## EXERCISE AIM
Return the records as they stand. No picture is to be included.

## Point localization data

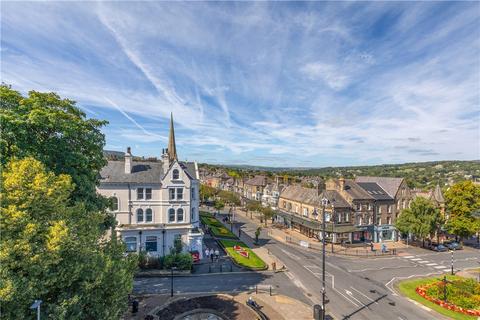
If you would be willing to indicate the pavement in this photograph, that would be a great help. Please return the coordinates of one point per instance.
(360, 288)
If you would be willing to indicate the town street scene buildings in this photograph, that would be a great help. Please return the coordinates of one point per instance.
(240, 160)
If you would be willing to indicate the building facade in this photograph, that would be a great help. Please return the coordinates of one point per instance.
(154, 202)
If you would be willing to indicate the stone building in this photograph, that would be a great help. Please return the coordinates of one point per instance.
(154, 202)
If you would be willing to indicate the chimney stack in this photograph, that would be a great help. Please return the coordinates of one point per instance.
(128, 161)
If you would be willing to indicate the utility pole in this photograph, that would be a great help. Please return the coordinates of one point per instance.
(452, 261)
(324, 204)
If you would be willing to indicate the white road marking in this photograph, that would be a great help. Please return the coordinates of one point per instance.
(291, 255)
(365, 295)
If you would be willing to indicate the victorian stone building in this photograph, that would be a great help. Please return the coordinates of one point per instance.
(154, 202)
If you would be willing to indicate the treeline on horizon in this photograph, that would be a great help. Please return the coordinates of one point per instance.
(422, 175)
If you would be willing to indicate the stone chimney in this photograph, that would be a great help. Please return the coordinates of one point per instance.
(165, 160)
(128, 161)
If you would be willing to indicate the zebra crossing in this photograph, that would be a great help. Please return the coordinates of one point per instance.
(422, 261)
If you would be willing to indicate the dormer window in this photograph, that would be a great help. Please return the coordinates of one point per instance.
(175, 174)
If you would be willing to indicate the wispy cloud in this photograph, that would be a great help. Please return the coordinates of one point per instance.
(271, 83)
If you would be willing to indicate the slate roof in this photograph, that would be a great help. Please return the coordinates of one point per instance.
(257, 181)
(310, 196)
(142, 172)
(390, 185)
(375, 190)
(356, 191)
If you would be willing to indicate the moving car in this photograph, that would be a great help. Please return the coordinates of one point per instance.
(454, 245)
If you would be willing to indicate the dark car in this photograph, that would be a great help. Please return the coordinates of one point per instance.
(454, 246)
(439, 248)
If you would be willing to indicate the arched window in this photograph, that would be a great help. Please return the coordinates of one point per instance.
(175, 174)
(148, 215)
(179, 215)
(139, 215)
(114, 204)
(171, 215)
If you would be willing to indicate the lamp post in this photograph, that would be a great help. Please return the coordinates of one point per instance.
(171, 291)
(324, 204)
(36, 305)
(452, 261)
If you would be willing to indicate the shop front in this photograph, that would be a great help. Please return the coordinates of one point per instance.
(385, 232)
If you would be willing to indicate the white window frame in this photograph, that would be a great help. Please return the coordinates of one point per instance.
(146, 215)
(130, 240)
(168, 215)
(178, 215)
(143, 216)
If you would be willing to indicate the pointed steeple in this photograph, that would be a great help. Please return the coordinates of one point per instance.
(172, 149)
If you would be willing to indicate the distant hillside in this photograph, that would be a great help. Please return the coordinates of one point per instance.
(418, 175)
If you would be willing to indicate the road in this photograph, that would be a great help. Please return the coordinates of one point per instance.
(360, 288)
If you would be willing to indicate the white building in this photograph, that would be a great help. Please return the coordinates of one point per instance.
(155, 202)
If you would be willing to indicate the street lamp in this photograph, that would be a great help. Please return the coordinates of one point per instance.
(171, 291)
(36, 305)
(324, 204)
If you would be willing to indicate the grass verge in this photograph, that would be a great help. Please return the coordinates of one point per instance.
(407, 288)
(252, 262)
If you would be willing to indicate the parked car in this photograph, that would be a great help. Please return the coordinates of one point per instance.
(438, 247)
(454, 245)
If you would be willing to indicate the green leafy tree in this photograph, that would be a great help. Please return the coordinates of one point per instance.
(420, 220)
(53, 250)
(57, 133)
(219, 205)
(462, 200)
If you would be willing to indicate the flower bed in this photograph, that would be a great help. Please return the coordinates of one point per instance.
(242, 255)
(426, 291)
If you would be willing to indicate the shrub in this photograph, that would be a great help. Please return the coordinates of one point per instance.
(182, 261)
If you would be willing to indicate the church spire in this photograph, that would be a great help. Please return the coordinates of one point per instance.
(172, 149)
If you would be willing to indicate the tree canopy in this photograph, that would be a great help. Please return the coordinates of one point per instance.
(57, 133)
(54, 251)
(462, 200)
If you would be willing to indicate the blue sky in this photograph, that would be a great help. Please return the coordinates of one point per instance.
(277, 84)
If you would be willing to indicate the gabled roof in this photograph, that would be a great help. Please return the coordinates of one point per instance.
(374, 190)
(311, 197)
(390, 185)
(257, 181)
(142, 172)
(356, 191)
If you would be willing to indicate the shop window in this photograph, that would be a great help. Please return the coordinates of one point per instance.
(171, 215)
(179, 215)
(148, 193)
(139, 193)
(151, 243)
(175, 174)
(139, 215)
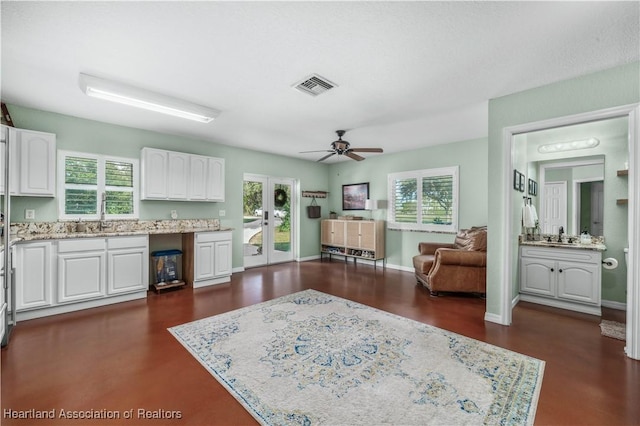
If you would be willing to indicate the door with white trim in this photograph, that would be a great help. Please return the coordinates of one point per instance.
(268, 207)
(554, 211)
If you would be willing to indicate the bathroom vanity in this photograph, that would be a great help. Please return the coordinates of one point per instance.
(563, 276)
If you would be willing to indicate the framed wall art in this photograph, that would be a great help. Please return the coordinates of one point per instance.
(354, 196)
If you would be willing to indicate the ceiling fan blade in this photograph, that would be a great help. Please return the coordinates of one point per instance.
(367, 149)
(326, 156)
(354, 156)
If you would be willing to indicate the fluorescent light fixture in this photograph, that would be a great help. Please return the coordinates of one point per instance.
(140, 98)
(568, 146)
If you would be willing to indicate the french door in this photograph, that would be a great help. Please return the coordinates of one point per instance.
(268, 206)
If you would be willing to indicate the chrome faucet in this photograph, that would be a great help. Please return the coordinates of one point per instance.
(103, 204)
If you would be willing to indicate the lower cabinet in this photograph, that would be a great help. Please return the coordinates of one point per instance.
(34, 275)
(81, 269)
(88, 272)
(127, 260)
(566, 278)
(208, 258)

## TASK OUTPUT
If you would be willing to indicate the pavement in this photograph, that would be a great help. Please return the coordinates of one point per instance.
(360, 288)
If you would be willing to indicate the town street scene buildings in this photograph, that would be a great help. Please return the coordinates of one point per instance.
(240, 160)
If you would be willing to indicate the building facade in this photograph, that would be a great help. Please return the coordinates of one point per instance.
(154, 202)
If you would be willing to indicate the stone building in this photograph, that would be a great help. Please return the coordinates of one point per instance.
(154, 202)
If you would be willing to indicate the chimney stack in this photograph, that would be a great help. Please return the coordinates of one point per instance.
(128, 161)
If you would be willing to indicate the utility pole in this photograph, that would be a great help. Please return the coordinates of one point per instance.
(452, 261)
(324, 204)
If you would be willing to indicate the white road marking in this photograph, that would be a great help. Please return the coordinates of one point per instance.
(291, 255)
(365, 295)
If you would be willing to indicate the victorian stone building in this photograph, that would be a great help. Please return the coordinates of one point per instance.
(154, 202)
If you would be willing to indicate the treeline on horizon in this photograph, that would be a great help. Please return the coordinates of one point per instance.
(422, 175)
If you would be willing to indicate the stone chimney in this photograph, that would be a great help. Please return the coordinates of one point per instance.
(165, 160)
(128, 161)
If you would be willing to indicate the zebra crossing in this photograph, that would be a great help. Please return the coordinates of one point per instance.
(422, 261)
If you would be willing to indicate the dormer window in this photograph, that would be a great help. Please return the coordinates of one point per instance.
(175, 174)
If you would be willing to indicate the wispy cloud in this photograph, that would be a great help. Please return the coordinates of one point per instance.
(271, 83)
If you would be willing to indicate the slate roof in this photograph, that would be a great help. Please return the coordinates of one point per instance.
(257, 181)
(310, 196)
(142, 172)
(390, 185)
(375, 190)
(356, 191)
If you would be willing to indicate the moving car in this photograph, that would be a great help. Please return the coordinates of one point per instance.
(454, 245)
If you would be willing to indicate the dark car in this photograph, that would be a great help. Please return the coordinates of one point per instance.
(454, 246)
(439, 248)
If you would be willing to indicate the arched window in this photograph, that would be a great help. Please return the coordinates of one point per instance.
(175, 174)
(148, 215)
(179, 215)
(139, 215)
(114, 204)
(171, 215)
If you would be willing to indicate the lamp post in this photograph, that would be a great help. Please return the coordinates of one point per instance.
(171, 291)
(324, 204)
(36, 305)
(452, 261)
If you would be willing to indicate the shop front in this photograph, that would be a great help. Please return the coordinates of one point per instance.
(385, 232)
If you would be willing to indicate the white window frame in this photograph, that would be a great help. Please return the coordinates of one point per instance.
(146, 215)
(130, 240)
(168, 215)
(178, 215)
(143, 216)
If you would be willing to indicate the pointed steeple in this photograph, that would be a great help. Please return the coordinates of one point per instance.
(172, 149)
If you would be willing to indicate the distant hillside in this photograph, that would be a great help. Please return the coordinates of one point per instance.
(418, 175)
If you would be willing to indicate the road in this photograph, that would be a great help. Please return the coordinates of one point per instance.
(360, 288)
If you would be willing to indicate the white building in this photograph, that would be a great help. Please return the coordinates of one point per instance.
(155, 202)
If you would be willing to indicate the street lamp in this photograph, that would be a great help. Please return the coordinates of one point per instance.
(171, 291)
(36, 305)
(324, 204)
If you would be willing to indicate the grass verge in this photograph, that would be a great help. Please return the coordinates of one point per instance.
(407, 288)
(252, 262)
If you would be willing to indicate the parked car in this photograph, that would be a great help. Please return the coordinates of one point per instance.
(438, 247)
(454, 245)
If you would be willing to indicate the green leafy tree in this photograph, that would be a great help. Please return the coordinates of one point per instance.
(420, 220)
(53, 250)
(57, 133)
(219, 205)
(462, 200)
If you would be willing to indicate the flower bed in this photograph, that would be a great help. Please return the coordinates of one point per instance.
(242, 255)
(426, 291)
If you would be willing to indicate the shrub in this photograph, that would be a great help. Please return the coordinates of one point per instance.
(182, 261)
If you would be willing to indicate the church spire in this photograph, that would be a great help. Please return the coordinates of one point per instance.
(172, 149)
If you would be willing to indicate the tree canopy in this photograph, that would be a great help. Please return the coordinates of one point per instance.
(57, 133)
(54, 251)
(462, 200)
If you would be willing to indicate the blue sky in this photograph, that would be a great help. Please return the coordinates of one point per instance.
(277, 84)
If you would be willing to indicate the gabled roof in this photograph, that would be a great help. Please return the coordinates of one point per instance.
(374, 190)
(311, 197)
(390, 185)
(257, 181)
(142, 172)
(356, 191)
If you would be willing to indicate the shop window in this photograph, that would be a great help. Please return the coordinates of one point per instance.
(171, 215)
(179, 215)
(148, 193)
(139, 193)
(151, 243)
(175, 174)
(139, 215)
If you would be willing to indicate the door with white trim in this photograph, that would be a great help. Please return the coordinates of one point per instance.
(268, 207)
(554, 211)
If you would be willing to indicate the bathroom vanity in this photograph, that would be a great help. Please return the coordinates of one point per instance.
(563, 276)
If you would be willing to indicate the framed wall art in this photograph, that would be a great help. Please return the coordinates of one point per instance.
(354, 196)
If you would be willing to indicate the ceiling fan blade in this photograph, that would be a great help. Please return the coordinates of one point per instance.
(367, 149)
(326, 156)
(354, 156)
If you would be willing to indicate the fluorescent light fixture in this photograph, that would be a great help. Please return the coordinates of one point per instance.
(140, 98)
(568, 146)
If you would be willing to indicate the french door in this photograph, that would be a great help. Please return the coordinates of one point per instance.
(268, 206)
If you would be willing to indicate the chrome faucet in this photograph, that would be a great help. Please return the coordinates of one point per instance.
(103, 204)
If you would be willing to indicate the lower cabinet in this photograph, that would be a great help. Please return the coordinates of one point per instance.
(34, 275)
(81, 269)
(88, 272)
(127, 260)
(566, 278)
(208, 258)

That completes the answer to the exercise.